-------- Supplied text --------
How Adobe Search, Discovery, and Content (SDC) Empowers Large Scale Image (AI/ML) Inferencing Utilizing AWS Batch

This post was contributed by Harish Suvarna, Alec Ngo, and Suryanarayana Murthy Boddu at Adobe, and Mark Azadpour, Yoginder Sethi at AWS.

Adobe empowers everyone everywhere to imagine, create, and bring any digital experience to life. With over 29 billion assets generated using Adobe Firefly and a vast Adobe Stock ecosystem, the ability to search and discover relevant images or videos at scale is critical.

Achieving this at Adobe’s scale comes with complex technical requirements: running AI models that process hundreds of millions of assets, managing thousands of parallel inference jobs, and ensuring GPUs are fully utilized without breaking cost efficiency. Meeting these challenges requires an infrastructure that can handle massive data throughput, scale elastically, and minimize operational overhead.

In this post, we will share how the Adobe SDC team tackled these challenges and why AWS Batch—combined with GPU accelerated Amazon EC2 Instances—became a strong fit for our large-scale distributed inference workloads. More importantly, we’ll highlight the lessons we learned and the practices that helped us make inference very efficient.

The opportunity

Image assets from multiple sources power content retrieval, discovery and recommendations across various Adobe products—such as Adobe Acrobat, Adobe Express, Adobe Firefly and more—and are surfaced through semantic search. Embedding models are constantly evolving, which makes periodic re-computation of the embeddings for such huge data set(s) with hundreds of millions of assets increasingly critical for state-of-the-art search ranking and relevancy. As search features and experiences continue to evolve, with several experiments and evaluations across the development cycle, recomputing and updating embeddings becomes repetitive.

Computing image embeddings is similar to workflows for text, video, and audio and involves loading images into memory, running inference with Adobe’s proprietary machine learning models, and storing the results in internal systems that power semantic search, RAG, and other capabilities. Given the volume of the data, this process can only be implemented as a massively parallel process rather than sequential processing. AWS Batch, a fully managed service that simplifies running batch computing workloads, helped to achieve our goals.

Some of the key challenges included:

Model and data diversity: Different models and dataset sizes require different GPU architectures to maximize performance and speed. So, our pipelines need to be flexible to use different types of EC2 instances
High operational overhead: Building and maintaining our own container orchestration system (such as EKS) to execute these ad hoc inference jobs would involve significant engineering effort, including managing servers, auto-scaling groups, and load balancers. Instead, a simple ephemeral solution is more appropriate.
Failure detection and recovery: Even with complete automation of cluster setup, failure detection and retry mechanisms require additional business logic.
Data sharding complexity: Efficiently partitioning data and assigning work to each node in the data lake becomes increasingly challenging at scale.
Long processing times: Sequential processing can take weeks to complete for large workloads, severely limiting iteration speed.
--------
■ **Work to do**
**A)** According to the Adobe SDC post, how many assets have been generated using Adobe Firefly?
**B)** List the key challenges that the Adobe SDC post names, giving each by its heading.
**C)** Transcribe the passage of the Adobe SDC post that opens with the words "Failure detection and recovery: Even" and closes with "challenging at scale.".
-------- Data lines --------
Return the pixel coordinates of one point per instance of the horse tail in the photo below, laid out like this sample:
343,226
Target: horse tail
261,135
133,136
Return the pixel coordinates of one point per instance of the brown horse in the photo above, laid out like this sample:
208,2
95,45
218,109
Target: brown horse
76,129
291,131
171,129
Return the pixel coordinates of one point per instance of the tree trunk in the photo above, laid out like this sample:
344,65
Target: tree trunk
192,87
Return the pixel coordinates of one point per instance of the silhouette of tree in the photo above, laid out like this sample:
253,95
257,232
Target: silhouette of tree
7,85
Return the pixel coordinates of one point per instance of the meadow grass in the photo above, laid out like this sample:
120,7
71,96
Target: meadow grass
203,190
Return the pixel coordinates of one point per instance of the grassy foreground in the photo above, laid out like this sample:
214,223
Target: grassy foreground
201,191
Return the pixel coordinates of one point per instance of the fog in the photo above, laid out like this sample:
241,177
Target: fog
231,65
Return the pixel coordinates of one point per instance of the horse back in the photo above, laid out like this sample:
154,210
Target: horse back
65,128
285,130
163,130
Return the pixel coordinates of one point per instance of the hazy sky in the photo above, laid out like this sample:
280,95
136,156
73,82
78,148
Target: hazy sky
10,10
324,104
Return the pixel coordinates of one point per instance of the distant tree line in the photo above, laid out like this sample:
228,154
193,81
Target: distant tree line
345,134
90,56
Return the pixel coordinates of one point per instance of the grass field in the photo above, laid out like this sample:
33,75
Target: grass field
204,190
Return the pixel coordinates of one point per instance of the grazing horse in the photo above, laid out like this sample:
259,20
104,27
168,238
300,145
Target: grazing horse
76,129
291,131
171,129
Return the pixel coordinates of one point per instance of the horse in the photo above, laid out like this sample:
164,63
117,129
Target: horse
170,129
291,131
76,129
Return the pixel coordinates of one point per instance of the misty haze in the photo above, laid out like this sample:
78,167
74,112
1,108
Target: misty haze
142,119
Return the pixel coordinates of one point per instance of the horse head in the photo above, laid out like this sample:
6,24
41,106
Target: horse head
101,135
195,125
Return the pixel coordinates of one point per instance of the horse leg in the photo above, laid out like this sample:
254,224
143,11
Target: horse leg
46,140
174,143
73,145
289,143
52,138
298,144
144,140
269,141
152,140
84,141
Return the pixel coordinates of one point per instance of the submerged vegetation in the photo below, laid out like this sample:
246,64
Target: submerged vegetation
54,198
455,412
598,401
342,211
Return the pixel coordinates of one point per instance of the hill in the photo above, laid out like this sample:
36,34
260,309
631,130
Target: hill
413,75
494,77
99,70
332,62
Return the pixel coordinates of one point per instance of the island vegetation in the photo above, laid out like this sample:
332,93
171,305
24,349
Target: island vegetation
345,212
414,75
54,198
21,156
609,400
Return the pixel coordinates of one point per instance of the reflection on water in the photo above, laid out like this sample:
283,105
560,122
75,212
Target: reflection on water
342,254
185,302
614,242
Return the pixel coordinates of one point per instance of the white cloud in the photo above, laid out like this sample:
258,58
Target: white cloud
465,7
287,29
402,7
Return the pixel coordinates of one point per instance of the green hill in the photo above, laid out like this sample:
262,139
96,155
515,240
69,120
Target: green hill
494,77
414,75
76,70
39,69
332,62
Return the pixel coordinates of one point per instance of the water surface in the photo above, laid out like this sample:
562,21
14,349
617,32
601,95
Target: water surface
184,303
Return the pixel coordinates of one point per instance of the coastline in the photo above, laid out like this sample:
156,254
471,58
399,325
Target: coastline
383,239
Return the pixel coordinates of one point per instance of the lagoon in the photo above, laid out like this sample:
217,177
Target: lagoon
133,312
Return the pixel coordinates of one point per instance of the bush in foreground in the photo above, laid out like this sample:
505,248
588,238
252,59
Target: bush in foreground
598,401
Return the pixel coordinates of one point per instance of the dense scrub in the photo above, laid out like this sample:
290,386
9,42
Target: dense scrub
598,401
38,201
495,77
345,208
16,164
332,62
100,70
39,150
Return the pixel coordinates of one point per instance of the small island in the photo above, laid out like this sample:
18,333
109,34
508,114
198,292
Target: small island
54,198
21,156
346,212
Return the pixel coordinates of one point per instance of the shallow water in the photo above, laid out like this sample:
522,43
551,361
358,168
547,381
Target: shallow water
--------
■ **Set of answers**
**A)** Over 29 billion.

**B)** Model and data diversity; High operational overhead; Failure detection and recovery; Data sharding complexity; Long processing times

**C)**
Failure detection and recovery: Even with complete automation of cluster setup, failure detection and retry mechanisms require additional business logic.
Data sharding complexity: Efficiently partitioning data and assigning work to each node in the data lake becomes increasingly challenging at scale.